┌────────
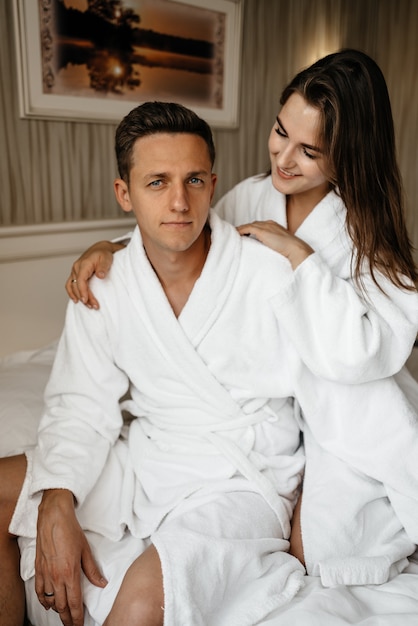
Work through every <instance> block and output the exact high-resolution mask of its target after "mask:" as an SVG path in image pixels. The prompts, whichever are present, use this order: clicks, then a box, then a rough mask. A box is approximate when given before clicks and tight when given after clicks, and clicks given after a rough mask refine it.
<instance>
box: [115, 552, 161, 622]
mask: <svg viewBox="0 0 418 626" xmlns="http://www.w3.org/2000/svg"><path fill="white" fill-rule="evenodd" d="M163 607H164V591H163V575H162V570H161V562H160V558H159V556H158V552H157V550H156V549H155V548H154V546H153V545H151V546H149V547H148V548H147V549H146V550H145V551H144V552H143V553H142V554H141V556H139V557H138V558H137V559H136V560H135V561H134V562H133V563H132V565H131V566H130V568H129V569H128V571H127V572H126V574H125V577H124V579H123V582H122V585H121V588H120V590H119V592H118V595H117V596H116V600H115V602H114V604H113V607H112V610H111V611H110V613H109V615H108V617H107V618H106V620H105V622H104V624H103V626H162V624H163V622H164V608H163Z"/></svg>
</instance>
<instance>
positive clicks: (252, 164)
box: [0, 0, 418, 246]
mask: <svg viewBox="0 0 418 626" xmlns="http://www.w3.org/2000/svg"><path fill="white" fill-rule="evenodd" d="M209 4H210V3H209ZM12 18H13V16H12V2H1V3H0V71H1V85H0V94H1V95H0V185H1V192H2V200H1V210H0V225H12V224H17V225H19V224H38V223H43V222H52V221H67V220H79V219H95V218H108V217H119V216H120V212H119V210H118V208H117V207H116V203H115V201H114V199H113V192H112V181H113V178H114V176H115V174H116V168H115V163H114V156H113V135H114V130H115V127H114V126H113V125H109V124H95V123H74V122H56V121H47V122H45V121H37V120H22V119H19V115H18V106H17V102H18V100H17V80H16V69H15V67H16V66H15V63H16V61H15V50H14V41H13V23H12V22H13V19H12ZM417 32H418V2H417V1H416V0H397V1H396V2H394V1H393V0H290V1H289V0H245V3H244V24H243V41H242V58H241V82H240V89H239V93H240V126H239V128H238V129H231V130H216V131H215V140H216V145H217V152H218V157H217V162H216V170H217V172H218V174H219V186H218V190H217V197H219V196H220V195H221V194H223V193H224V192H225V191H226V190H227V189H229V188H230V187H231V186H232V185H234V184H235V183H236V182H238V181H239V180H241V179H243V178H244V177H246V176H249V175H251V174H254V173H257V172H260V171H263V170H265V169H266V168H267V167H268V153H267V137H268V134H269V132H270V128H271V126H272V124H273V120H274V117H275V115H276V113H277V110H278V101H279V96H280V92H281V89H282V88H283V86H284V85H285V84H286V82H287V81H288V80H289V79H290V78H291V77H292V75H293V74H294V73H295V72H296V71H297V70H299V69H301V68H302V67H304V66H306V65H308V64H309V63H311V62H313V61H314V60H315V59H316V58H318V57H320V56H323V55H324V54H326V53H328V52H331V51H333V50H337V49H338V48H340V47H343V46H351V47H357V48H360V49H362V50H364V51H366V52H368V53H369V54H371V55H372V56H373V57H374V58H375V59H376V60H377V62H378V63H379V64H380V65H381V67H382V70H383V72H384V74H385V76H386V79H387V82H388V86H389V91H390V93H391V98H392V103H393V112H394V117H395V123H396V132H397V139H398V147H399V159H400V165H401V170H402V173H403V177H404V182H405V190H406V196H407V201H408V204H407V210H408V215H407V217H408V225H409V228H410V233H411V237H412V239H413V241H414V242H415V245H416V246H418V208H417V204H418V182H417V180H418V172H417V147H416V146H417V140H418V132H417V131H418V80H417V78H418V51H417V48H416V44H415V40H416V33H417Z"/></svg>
└────────
┌────────
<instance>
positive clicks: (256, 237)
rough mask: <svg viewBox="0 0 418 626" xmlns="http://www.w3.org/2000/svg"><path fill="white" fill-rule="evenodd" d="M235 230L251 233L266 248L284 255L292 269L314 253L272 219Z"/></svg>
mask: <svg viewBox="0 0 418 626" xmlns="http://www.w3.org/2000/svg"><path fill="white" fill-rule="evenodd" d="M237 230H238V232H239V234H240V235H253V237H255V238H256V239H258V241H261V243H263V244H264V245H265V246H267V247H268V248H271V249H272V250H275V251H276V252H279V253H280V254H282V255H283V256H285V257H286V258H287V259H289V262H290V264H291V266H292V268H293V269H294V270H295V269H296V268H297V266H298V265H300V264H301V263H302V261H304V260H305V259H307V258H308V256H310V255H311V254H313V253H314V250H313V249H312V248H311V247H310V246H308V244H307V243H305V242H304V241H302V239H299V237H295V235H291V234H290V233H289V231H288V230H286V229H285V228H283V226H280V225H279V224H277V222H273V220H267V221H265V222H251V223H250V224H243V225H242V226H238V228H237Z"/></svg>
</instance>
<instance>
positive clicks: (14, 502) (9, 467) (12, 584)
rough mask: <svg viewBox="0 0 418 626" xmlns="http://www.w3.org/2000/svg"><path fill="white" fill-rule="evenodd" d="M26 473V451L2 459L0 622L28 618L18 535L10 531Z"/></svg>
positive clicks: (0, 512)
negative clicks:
└────────
┌────────
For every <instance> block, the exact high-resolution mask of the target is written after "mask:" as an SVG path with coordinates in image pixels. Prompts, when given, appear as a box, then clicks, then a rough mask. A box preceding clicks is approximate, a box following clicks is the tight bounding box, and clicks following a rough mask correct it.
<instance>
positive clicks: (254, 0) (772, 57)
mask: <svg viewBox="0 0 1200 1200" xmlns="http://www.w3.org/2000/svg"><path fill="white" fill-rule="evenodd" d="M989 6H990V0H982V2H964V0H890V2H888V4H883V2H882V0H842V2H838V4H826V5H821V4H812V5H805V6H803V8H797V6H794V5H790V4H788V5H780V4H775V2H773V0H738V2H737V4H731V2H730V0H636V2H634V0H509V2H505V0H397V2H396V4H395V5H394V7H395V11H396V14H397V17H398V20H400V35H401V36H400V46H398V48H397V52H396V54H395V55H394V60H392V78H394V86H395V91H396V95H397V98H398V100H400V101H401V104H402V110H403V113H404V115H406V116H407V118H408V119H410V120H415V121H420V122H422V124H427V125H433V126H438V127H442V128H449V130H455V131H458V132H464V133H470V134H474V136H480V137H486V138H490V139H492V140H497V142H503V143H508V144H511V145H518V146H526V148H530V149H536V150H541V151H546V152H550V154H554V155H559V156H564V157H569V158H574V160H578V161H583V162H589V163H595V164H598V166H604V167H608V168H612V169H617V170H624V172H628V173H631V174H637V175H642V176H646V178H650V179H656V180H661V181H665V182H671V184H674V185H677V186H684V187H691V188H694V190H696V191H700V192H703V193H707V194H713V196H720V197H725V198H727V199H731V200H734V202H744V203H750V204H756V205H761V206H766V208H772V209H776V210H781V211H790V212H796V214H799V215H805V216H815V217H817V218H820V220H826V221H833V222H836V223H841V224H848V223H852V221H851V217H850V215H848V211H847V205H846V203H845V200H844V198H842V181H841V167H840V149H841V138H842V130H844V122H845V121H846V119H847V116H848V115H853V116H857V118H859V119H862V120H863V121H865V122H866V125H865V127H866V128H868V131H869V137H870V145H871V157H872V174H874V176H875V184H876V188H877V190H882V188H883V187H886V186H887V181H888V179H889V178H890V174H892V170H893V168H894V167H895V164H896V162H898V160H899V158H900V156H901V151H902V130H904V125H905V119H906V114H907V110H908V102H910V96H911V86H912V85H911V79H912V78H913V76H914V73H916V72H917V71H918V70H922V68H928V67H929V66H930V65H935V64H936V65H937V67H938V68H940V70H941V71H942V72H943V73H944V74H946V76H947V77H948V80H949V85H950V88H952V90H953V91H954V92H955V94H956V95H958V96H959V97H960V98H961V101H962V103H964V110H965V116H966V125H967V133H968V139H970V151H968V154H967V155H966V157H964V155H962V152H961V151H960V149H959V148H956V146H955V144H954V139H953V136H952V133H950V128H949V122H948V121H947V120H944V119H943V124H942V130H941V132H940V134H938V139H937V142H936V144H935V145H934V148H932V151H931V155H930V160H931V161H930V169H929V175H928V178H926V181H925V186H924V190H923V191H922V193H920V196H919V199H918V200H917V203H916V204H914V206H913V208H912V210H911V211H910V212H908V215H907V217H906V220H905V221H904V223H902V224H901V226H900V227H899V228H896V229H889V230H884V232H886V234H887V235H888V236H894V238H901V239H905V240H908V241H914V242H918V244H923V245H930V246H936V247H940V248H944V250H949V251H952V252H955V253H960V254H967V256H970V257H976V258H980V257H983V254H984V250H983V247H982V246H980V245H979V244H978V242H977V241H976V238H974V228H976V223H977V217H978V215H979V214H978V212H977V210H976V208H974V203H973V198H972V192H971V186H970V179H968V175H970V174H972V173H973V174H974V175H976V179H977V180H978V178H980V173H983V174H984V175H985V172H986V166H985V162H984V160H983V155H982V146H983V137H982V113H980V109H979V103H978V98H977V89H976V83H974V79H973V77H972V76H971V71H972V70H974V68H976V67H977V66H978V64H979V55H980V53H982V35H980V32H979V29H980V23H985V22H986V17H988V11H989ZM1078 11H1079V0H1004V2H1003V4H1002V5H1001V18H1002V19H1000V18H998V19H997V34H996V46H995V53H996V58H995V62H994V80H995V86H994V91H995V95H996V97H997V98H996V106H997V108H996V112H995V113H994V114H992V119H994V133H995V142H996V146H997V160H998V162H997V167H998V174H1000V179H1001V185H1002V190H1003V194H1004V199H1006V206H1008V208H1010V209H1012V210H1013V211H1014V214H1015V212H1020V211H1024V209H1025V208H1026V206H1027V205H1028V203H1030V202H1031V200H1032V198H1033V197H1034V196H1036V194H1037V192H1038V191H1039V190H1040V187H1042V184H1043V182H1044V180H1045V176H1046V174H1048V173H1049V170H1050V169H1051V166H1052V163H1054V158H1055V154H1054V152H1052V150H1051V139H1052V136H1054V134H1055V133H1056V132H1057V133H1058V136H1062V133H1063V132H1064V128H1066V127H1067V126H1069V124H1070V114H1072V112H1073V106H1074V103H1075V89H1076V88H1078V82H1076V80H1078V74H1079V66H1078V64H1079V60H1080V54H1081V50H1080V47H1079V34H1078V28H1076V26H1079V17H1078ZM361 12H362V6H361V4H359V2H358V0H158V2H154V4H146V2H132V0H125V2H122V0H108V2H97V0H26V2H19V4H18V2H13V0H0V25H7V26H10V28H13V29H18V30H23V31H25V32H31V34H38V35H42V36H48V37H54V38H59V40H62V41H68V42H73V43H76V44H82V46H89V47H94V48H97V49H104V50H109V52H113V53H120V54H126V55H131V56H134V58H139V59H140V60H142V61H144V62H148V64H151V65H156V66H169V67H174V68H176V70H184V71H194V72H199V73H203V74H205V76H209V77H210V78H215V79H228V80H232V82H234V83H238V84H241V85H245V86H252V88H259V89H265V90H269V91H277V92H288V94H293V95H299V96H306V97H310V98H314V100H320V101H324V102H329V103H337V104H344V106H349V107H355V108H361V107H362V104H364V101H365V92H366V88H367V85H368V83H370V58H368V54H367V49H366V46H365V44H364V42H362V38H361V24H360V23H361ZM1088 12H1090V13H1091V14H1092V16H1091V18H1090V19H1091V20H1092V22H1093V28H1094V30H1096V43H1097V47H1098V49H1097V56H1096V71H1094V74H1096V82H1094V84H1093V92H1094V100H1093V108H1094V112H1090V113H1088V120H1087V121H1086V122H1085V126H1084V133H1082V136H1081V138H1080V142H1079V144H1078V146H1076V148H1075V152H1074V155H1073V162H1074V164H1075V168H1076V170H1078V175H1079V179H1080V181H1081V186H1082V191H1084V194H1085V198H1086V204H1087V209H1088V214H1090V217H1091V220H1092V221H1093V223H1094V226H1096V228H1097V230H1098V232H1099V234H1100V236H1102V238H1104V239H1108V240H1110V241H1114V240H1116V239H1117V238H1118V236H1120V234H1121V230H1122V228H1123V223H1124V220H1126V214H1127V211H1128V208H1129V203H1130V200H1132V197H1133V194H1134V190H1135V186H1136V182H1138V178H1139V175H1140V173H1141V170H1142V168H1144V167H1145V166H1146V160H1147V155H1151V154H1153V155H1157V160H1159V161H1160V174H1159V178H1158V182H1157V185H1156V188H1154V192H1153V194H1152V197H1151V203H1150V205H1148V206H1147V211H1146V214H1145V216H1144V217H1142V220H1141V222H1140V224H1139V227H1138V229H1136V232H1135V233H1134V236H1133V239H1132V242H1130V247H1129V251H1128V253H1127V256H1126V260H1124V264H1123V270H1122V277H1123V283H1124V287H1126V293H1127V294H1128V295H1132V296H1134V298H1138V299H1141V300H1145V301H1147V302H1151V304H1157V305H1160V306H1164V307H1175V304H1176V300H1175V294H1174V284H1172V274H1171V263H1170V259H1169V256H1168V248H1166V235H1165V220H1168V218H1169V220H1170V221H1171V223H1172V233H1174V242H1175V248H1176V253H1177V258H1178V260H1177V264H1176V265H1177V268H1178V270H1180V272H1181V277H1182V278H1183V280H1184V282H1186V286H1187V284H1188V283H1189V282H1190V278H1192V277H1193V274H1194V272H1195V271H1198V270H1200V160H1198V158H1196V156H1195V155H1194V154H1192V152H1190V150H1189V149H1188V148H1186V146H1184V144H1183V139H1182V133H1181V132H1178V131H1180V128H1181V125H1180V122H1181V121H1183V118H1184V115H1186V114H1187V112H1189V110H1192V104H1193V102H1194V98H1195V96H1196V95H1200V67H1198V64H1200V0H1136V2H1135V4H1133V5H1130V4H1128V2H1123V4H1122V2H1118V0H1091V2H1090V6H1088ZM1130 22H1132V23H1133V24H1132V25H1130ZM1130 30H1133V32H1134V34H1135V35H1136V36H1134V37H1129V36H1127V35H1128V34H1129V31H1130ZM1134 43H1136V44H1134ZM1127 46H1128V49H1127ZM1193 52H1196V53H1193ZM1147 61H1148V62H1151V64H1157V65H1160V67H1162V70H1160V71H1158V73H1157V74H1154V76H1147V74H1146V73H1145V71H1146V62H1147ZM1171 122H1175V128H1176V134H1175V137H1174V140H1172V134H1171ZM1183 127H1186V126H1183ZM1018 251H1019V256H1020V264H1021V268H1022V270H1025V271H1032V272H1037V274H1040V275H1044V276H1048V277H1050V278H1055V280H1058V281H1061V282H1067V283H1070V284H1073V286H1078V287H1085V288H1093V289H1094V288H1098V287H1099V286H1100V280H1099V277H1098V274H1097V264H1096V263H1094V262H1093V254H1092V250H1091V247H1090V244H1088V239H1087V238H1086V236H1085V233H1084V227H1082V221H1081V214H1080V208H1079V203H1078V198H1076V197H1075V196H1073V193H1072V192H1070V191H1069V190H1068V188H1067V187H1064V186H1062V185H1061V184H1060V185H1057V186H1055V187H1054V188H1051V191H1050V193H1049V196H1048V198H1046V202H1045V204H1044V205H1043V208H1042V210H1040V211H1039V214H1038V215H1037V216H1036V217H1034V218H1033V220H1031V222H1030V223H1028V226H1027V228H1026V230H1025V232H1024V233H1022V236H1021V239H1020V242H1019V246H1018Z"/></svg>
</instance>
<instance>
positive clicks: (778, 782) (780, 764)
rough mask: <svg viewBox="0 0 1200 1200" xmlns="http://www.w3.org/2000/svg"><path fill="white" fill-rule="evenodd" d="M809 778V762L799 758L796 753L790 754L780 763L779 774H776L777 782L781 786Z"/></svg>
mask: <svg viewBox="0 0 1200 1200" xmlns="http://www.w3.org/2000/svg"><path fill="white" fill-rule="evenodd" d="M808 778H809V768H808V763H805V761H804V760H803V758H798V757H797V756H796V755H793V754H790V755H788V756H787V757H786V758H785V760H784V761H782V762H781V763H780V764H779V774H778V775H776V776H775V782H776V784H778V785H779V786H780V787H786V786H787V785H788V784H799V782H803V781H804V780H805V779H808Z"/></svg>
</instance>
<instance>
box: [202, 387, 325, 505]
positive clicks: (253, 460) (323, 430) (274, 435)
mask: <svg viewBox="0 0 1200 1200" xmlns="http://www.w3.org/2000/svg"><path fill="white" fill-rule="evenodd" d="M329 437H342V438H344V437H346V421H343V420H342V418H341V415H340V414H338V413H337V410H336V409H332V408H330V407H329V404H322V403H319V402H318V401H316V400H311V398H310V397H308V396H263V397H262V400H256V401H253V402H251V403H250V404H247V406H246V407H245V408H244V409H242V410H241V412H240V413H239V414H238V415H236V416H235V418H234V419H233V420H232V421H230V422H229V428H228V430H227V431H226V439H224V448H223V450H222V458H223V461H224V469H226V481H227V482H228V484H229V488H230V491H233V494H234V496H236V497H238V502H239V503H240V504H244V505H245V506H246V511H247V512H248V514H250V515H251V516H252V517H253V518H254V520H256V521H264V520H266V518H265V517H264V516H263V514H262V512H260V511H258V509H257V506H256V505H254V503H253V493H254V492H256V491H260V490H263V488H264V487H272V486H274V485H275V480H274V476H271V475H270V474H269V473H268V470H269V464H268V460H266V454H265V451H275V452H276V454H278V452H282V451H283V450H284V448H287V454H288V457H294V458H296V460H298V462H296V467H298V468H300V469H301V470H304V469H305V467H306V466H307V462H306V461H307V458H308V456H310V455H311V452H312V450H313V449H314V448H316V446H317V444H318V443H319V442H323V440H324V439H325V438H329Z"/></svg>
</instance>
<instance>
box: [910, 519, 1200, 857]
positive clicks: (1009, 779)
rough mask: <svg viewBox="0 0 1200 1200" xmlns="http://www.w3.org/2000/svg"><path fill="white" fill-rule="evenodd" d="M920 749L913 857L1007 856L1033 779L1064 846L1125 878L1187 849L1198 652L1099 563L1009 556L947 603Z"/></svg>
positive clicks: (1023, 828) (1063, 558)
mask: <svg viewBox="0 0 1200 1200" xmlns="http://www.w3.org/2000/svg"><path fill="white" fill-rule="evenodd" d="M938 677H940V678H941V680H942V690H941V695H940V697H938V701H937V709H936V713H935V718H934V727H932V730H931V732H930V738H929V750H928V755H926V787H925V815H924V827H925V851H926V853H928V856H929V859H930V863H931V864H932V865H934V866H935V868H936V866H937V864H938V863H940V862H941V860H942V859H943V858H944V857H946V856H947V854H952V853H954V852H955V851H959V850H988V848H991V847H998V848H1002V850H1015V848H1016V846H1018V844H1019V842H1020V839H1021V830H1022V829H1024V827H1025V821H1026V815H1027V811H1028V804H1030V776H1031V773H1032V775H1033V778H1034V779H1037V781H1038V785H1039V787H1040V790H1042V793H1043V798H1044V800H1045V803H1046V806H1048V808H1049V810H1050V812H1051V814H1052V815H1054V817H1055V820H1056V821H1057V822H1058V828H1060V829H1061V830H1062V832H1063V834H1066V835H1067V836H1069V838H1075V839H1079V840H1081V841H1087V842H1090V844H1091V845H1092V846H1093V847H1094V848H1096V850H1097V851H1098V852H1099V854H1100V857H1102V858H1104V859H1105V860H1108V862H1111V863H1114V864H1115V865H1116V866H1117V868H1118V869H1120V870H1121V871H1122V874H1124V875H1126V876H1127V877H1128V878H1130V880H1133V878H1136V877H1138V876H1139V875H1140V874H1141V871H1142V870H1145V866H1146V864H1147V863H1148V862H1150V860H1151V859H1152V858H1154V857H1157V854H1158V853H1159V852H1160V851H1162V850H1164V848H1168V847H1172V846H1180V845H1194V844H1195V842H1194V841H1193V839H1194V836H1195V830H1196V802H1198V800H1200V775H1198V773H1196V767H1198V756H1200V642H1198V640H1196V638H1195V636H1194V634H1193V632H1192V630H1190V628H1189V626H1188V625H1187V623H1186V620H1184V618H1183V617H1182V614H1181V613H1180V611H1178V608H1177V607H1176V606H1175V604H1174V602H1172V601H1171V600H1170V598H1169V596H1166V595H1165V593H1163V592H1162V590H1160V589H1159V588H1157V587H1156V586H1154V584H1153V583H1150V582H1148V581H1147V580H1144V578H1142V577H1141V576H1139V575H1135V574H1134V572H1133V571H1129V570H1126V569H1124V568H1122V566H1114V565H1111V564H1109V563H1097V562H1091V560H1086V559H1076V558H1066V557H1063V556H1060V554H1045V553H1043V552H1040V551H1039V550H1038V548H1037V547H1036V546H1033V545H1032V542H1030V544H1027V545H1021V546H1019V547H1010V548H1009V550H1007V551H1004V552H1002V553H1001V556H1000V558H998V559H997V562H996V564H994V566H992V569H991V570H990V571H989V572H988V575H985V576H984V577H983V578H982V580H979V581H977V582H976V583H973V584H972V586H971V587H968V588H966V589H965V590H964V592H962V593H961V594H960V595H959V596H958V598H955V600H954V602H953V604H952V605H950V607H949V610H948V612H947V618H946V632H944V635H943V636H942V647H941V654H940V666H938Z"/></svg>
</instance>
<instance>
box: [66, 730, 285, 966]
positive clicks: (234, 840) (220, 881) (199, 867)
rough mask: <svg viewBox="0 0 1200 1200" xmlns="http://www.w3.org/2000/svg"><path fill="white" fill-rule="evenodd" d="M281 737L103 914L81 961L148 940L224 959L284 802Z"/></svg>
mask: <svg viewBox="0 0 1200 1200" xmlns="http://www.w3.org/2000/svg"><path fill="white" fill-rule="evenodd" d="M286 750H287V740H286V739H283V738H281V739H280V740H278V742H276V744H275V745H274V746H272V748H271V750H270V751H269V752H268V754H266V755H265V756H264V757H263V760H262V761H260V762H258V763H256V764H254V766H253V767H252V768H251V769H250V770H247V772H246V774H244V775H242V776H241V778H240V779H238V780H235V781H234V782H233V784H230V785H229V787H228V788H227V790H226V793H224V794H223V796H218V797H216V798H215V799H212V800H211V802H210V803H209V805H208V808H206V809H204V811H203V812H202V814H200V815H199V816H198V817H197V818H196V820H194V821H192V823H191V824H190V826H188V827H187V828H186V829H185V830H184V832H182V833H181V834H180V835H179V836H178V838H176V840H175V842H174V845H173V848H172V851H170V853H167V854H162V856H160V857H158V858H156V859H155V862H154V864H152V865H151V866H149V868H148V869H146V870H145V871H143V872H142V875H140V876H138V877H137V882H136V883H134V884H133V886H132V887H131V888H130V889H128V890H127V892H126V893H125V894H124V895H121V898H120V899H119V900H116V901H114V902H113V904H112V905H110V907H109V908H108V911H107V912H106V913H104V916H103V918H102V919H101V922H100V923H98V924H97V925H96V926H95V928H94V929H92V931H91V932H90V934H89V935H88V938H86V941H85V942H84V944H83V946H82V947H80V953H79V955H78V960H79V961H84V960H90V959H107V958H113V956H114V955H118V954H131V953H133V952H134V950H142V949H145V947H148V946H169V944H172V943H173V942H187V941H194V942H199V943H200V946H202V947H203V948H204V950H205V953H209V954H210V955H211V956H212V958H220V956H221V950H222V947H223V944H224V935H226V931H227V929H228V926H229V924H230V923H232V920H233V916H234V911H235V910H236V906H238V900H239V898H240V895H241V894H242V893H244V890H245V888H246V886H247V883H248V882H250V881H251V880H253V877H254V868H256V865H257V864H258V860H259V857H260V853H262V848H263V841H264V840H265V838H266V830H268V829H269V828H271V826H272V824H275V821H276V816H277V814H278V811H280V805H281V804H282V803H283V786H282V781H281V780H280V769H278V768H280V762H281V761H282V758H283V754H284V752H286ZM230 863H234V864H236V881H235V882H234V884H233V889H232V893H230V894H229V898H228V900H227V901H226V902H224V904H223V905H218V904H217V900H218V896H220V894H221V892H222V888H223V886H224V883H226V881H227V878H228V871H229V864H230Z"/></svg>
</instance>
└────────
TRY IT: Please render the material as a Markdown table with the columns Row and Material line, beginning at the line that contains "Work through every" and stopping after the line that contains "box: [115, 552, 161, 622]". Include only those lines, and leave out any blank ones.

ANSWER TO THIS PROBLEM:
| Row | Material line |
|---|---|
| 1 | Work through every <instance> block and output the exact high-resolution mask of its target after "mask:" as an SVG path in image pixels. The prompts, whichever are present, use this order: clicks, then a box, then a rough mask. A box is approximate when given before clicks and tight when given after clicks, and clicks given after a rough mask refine it. |
| 2 | <instance> |
| 3 | box: [115, 552, 161, 622] |